__YOUR OBJECTIVE__. The answer must consist of every line in the records that contains the word "building".

DATA FOR REVIEW section start

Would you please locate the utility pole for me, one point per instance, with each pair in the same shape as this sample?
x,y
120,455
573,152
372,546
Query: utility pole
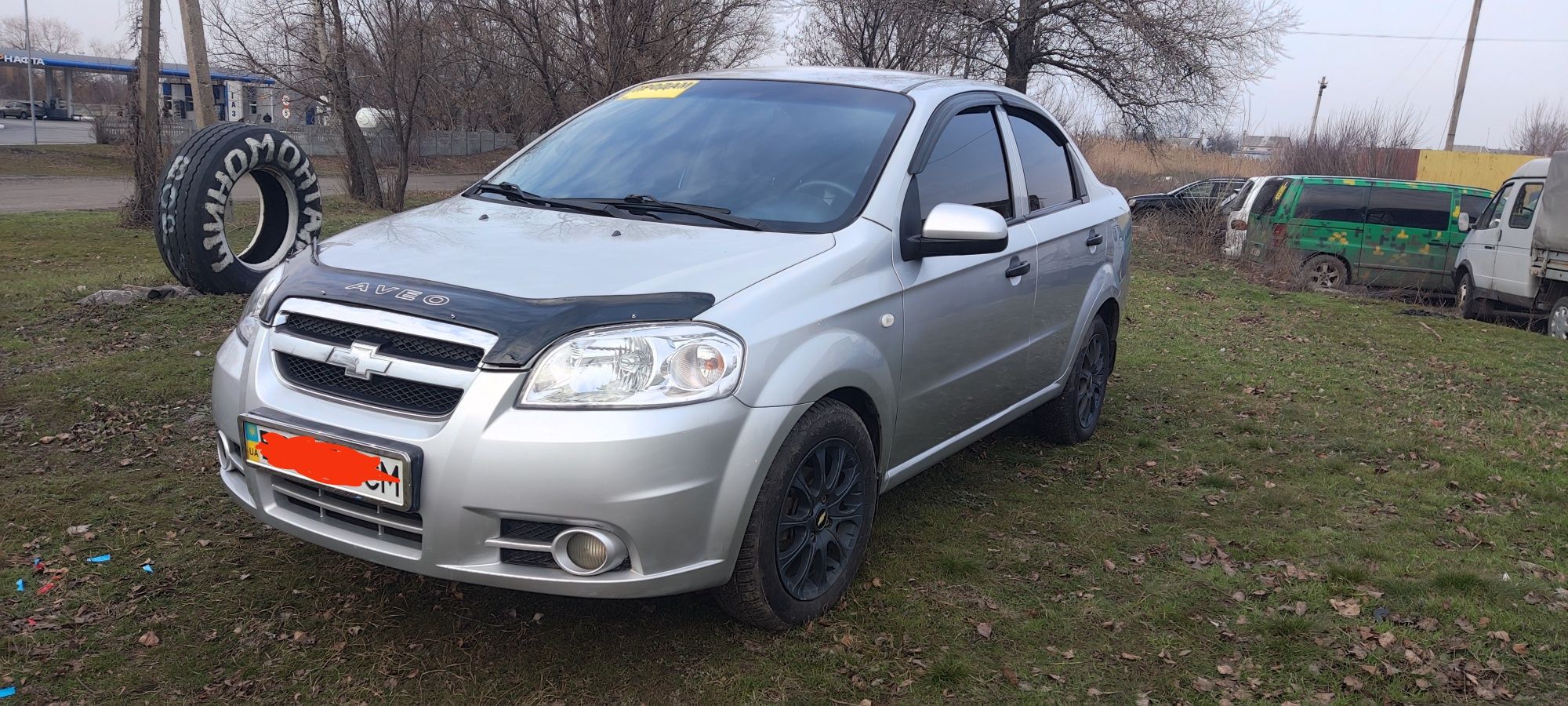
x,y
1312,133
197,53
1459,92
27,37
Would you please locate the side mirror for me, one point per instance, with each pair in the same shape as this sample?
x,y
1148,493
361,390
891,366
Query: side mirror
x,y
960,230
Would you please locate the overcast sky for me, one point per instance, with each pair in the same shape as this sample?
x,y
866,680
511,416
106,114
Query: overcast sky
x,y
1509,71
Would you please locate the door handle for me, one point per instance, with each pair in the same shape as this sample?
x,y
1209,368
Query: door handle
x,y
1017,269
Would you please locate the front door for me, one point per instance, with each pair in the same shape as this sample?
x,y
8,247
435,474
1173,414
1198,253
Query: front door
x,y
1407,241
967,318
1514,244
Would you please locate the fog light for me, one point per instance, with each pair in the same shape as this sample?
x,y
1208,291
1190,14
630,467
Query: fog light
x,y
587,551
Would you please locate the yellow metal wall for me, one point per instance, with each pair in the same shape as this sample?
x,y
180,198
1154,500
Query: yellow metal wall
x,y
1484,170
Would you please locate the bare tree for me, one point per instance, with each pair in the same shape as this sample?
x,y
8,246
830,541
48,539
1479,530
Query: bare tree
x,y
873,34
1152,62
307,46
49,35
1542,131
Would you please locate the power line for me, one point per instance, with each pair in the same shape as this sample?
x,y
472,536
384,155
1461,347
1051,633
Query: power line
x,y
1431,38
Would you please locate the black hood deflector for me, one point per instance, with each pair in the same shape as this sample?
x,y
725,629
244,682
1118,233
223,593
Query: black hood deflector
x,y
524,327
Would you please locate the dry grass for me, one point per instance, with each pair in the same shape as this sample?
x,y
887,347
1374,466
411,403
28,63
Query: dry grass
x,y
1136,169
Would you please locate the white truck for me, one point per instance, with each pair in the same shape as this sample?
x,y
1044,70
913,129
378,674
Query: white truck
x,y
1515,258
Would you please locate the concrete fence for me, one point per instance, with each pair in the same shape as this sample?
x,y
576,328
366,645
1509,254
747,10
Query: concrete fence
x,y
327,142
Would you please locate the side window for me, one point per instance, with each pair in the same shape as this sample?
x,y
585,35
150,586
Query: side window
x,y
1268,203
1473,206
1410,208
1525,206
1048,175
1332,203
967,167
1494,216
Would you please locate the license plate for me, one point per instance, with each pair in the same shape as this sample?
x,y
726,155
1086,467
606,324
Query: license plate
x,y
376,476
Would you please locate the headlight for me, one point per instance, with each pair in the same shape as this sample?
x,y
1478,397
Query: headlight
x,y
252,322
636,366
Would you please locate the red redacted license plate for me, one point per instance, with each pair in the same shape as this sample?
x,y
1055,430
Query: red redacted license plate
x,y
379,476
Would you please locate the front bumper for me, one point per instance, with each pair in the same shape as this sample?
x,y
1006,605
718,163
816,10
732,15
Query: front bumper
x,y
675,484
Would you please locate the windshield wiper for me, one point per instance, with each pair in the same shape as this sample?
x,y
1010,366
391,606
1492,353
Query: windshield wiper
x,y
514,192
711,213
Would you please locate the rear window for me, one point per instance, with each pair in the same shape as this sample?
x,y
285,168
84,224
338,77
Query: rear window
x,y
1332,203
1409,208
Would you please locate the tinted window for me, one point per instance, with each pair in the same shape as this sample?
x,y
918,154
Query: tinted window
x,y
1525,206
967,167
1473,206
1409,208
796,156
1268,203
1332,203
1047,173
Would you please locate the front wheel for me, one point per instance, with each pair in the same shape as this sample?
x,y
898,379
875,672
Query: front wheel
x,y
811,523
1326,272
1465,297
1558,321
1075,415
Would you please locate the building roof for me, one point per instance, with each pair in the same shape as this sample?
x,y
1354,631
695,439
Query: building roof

DATA FOR REVIEW section end

__RESPONSE__.
Would you please locate the building roof for me, one point per instance, with each pair in the same shape as this sample?
Query: building roof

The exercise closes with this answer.